» **Provided passage**:
————————
Connect with us


Slavery’s ghost haunts cotton gin factory’s transformation

News Agencies



PRATTVILLE, Ala. (AP) — There’s no painless way to explain the history of a massive brick structure being renovated into apartments in this central Alabama city — a factory that played a key role in the expansion of slavery before the Civil War.

Dating back to the 1830s, the labor of enslaved Black people helped make it the world’s largest manufacturer of cotton gins, an innovation that boosted demand for many more enslaved people to pick cotton that could be quickly processed in much higher quantities than ever before, historians say.

The project to transform the factory’s five historic buildings into 127 upscale homes has many in the city of nearly 40,000 excited that a local landmark will be saved from demolition. New residents moving in early next year will only help Main Street’s shops and restaurants.

But with the nation debating how to teach history, the multimillion-dollar project also demonstrates the difficulty of telling the complicated story of a place in a way that both honors the past and doesn’t raise hackles over “wokeness” in a deeply conservative community.



The transatlantic slave trade was outlawed in 1808 and slavery was in decline before Eli Whitney invented the labor-saving gin to separate white cotton fibers from seeds. The demand for unpaid labor skyrocketed and thousands of people were sold onto plantations, where the gins made cotton farming more profitable than ever.

Prattville’s namesake, Daniel Pratt, became Alabama’s first major industrialist against this backdrop, moving South from New Hampshire and starting a business to produce gins several years later.
————————
» **Extracted information**:
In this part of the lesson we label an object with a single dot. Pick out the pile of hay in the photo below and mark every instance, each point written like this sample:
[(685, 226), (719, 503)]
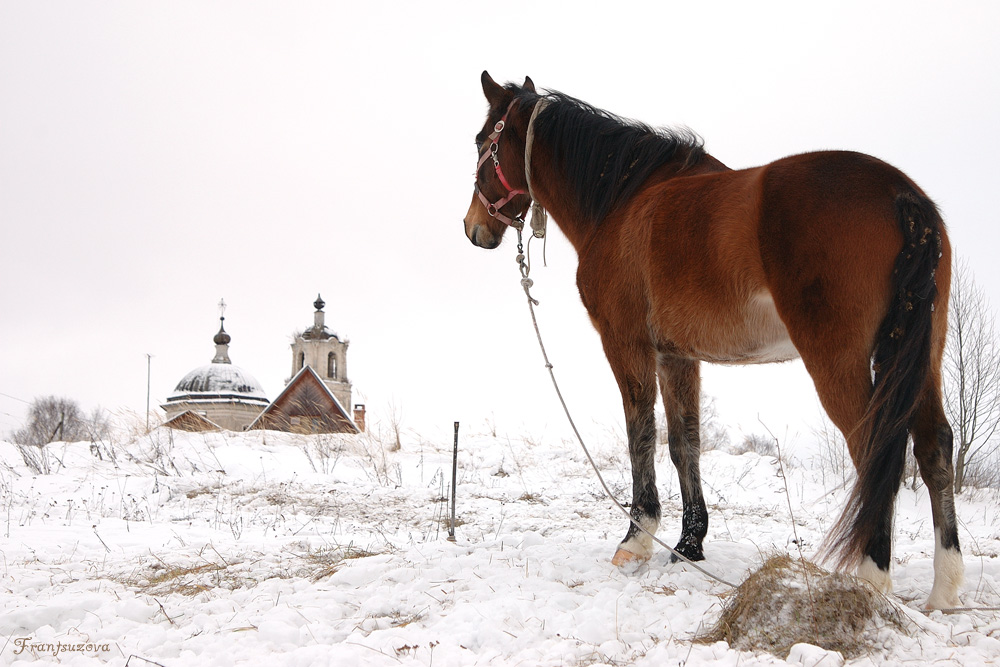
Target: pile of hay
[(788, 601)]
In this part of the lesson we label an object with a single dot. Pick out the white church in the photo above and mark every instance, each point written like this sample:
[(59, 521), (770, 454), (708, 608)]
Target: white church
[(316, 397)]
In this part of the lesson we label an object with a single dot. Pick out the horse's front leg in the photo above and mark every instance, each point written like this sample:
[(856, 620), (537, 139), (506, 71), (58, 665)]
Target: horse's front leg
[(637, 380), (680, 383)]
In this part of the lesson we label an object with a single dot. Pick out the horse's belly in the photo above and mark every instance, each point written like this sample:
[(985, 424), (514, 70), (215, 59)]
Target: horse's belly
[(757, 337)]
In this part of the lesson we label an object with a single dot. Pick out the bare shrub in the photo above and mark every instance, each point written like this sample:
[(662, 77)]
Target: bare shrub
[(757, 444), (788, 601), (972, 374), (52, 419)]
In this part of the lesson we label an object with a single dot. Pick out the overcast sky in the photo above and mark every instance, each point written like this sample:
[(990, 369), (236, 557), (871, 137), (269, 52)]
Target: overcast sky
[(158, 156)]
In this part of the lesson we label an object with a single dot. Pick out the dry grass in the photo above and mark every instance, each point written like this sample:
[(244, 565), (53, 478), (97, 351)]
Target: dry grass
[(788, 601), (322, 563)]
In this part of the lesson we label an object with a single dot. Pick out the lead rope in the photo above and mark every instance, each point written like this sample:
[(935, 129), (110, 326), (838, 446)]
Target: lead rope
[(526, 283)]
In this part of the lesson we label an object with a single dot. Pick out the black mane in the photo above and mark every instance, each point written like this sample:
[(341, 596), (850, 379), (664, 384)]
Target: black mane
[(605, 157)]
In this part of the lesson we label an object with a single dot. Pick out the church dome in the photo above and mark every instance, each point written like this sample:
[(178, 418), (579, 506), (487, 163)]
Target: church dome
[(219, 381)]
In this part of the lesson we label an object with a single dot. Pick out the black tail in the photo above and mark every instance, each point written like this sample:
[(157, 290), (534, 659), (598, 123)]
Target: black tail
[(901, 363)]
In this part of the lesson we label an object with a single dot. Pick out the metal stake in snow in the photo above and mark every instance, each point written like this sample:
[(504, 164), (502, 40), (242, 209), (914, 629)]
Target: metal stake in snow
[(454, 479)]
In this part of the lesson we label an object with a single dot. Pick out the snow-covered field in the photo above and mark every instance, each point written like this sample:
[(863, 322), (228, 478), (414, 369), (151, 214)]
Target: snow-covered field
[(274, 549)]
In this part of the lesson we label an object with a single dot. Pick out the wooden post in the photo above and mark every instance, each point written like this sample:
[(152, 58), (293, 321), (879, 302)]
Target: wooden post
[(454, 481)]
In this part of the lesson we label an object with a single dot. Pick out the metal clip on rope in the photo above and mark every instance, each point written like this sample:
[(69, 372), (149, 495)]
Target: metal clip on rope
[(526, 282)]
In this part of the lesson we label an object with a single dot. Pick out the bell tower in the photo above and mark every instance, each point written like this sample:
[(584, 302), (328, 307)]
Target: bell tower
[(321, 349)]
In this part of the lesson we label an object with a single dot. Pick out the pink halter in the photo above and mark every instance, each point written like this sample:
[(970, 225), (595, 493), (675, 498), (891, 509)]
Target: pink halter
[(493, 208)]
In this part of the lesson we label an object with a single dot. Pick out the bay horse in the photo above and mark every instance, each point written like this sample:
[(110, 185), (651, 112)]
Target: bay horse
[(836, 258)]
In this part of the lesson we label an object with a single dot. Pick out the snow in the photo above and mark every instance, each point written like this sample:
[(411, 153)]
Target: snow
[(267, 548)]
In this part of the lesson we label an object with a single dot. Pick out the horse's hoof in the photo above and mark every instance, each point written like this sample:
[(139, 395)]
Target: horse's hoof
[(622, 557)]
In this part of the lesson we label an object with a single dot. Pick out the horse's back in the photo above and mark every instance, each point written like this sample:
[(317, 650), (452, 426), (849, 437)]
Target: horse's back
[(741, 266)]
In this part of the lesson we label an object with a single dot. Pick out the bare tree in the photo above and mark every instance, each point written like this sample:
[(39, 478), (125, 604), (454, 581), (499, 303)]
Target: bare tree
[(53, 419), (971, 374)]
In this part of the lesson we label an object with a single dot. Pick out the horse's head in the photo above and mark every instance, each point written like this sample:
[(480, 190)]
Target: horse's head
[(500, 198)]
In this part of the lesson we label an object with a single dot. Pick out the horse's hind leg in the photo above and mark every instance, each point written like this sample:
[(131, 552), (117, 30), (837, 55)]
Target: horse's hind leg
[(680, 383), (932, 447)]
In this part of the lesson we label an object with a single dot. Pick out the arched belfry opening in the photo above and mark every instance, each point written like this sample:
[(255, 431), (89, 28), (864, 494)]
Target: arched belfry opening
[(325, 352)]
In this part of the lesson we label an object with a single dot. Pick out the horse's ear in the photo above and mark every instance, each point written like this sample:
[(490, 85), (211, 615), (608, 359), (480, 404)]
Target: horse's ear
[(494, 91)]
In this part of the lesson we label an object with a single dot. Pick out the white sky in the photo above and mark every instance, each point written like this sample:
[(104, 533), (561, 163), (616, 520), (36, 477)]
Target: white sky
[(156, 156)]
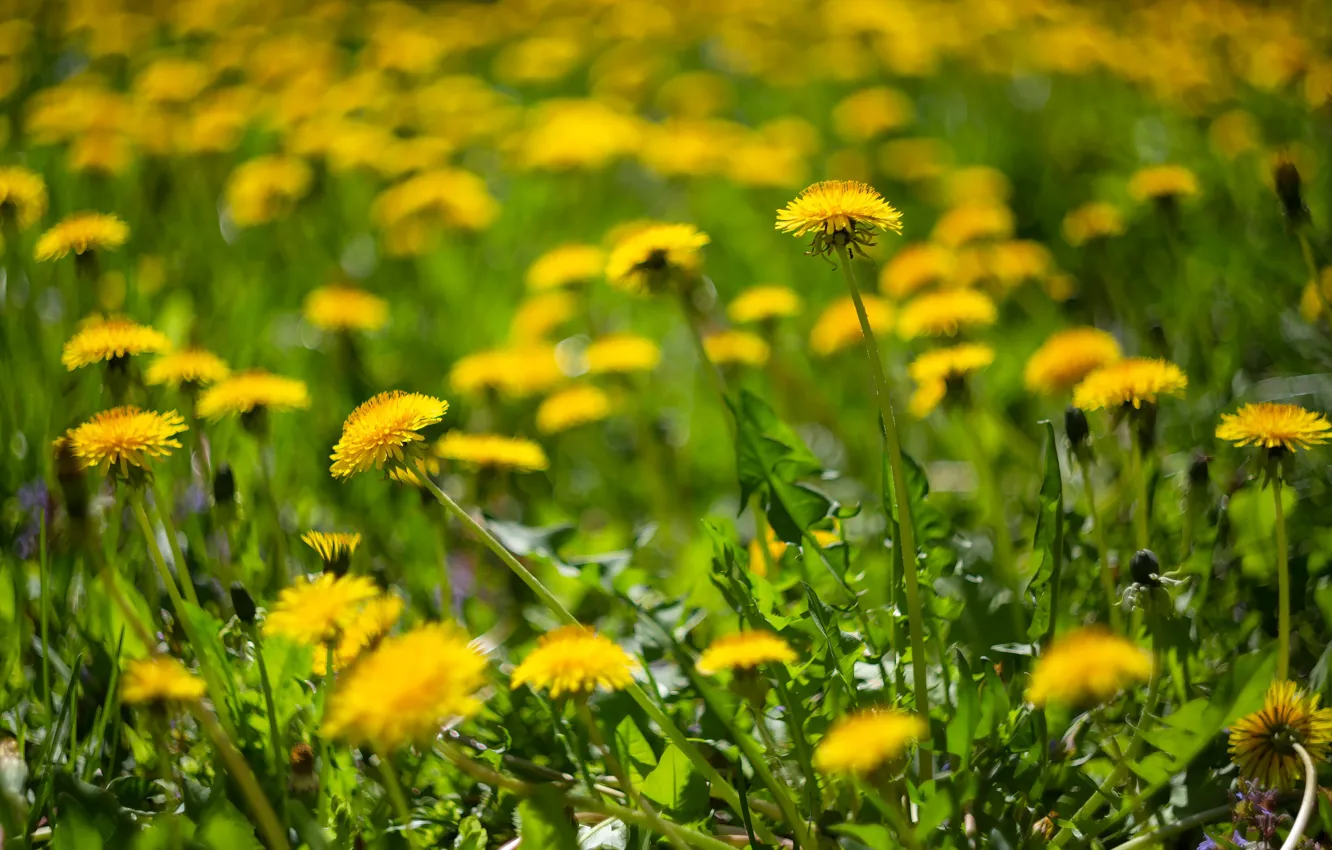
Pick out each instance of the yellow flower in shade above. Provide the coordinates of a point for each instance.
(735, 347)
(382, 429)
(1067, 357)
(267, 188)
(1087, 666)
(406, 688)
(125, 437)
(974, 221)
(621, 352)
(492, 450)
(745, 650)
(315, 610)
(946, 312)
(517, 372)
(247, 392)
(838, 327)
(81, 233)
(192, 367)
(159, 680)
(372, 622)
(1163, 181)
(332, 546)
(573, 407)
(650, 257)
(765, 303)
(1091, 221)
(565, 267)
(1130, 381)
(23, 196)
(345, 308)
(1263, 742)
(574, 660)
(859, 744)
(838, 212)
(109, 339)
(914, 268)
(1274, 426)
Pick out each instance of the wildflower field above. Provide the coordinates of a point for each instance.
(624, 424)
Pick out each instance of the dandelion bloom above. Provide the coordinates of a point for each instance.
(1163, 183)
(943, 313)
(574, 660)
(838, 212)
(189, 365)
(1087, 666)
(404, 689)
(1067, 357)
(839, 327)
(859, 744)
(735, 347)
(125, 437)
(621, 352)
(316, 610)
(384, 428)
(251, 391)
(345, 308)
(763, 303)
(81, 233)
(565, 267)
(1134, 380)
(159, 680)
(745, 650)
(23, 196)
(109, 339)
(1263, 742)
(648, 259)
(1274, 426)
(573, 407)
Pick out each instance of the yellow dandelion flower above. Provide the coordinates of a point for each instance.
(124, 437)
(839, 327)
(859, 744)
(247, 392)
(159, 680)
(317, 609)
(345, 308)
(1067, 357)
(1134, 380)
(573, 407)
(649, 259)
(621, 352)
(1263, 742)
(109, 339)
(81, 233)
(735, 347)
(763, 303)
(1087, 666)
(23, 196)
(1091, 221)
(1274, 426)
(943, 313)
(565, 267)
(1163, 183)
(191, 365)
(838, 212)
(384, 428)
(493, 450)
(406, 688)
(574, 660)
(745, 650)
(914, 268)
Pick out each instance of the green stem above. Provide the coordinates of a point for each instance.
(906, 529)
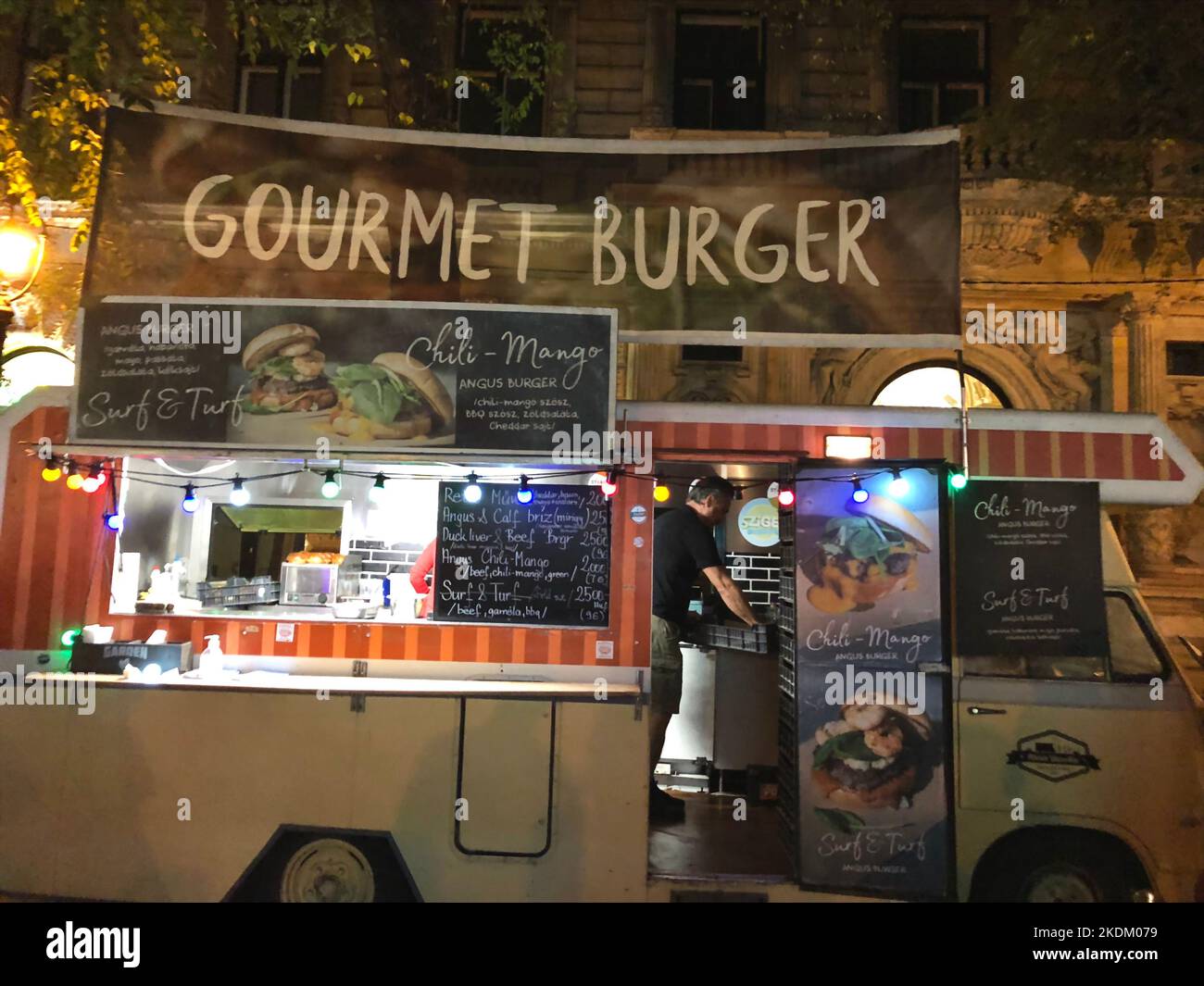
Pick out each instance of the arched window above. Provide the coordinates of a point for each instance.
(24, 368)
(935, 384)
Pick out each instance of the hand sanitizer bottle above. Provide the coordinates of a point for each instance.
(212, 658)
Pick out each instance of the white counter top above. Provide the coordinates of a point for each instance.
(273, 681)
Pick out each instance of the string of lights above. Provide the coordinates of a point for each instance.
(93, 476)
————————
» **Task instructions**:
(1) In the article on the Prattville cotton gin factory, how many homes will the factory's five historic buildings be turned into?
(2) Continue the article on the Prattville cotton gin factory from the point where it stops.

» **Answers to each task**:
(1) 127 upscale homes.

(2)
Pratt designed his company town about 15 miles (24 kilometers) northwest of the state’s Capitol to resemble the New England communities of his past. With a physical layout matching an ethos built on labor, education and faith, he had workers build a church, schools and stores near the factory. His grave rests atop a hill overlooking the city, where he’s celebrated as a paragon of virtue.

Slavery was always part of the operation, according to “Daniel Pratt of Prattville: A Northern Industrialist and a Southern Town,” a definitive history written by Curt John Evans.


Pratt used four enslaved mechanics in 1837 as collateral for a $2,000 bank loan to buy 2,000 acres along Autauga Creek for what would become Prattville, and then used more slave labor to clear the swampy land, according to the book.

Pratt aimed to teach poor, white Southerners the value of manual labor, which generally was considered the job of enslaved Black people before the South industrialized, and most of the factory’s workforce was white by the 1850s. But when production lagged, Pratt changed supervisors and purchased skilled slaves to do the vital work whites wouldn’t do. Evans wrote that by 1860, Pratt owned 107 enslaved people. During the Civil War, he outfitted an entire Confederate cavalry unit and was elected to Alabama’s secessionist legislature.

Much of that history was included in the documentation that resulted in the Daniel Pratt Historic District being listed in the National Register of Historic Places in 1984.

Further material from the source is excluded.